Dataset extract -
——————————

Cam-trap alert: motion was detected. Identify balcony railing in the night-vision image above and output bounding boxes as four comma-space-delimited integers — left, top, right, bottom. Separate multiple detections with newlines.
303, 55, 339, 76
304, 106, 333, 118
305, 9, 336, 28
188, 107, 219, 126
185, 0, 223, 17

——————————

Given request -
Copy each of the entries above word for word, without changing anything.

Exercise solution -
Cam-trap alert: motion was detected. Identify balcony railing in the night-vision image above and output bounding boxes as four comma-space-delimited integers — left, top, right, bottom. Separate multiple detections with newlines.
303, 55, 339, 76
304, 106, 333, 118
305, 9, 336, 28
188, 107, 219, 126
185, 0, 223, 17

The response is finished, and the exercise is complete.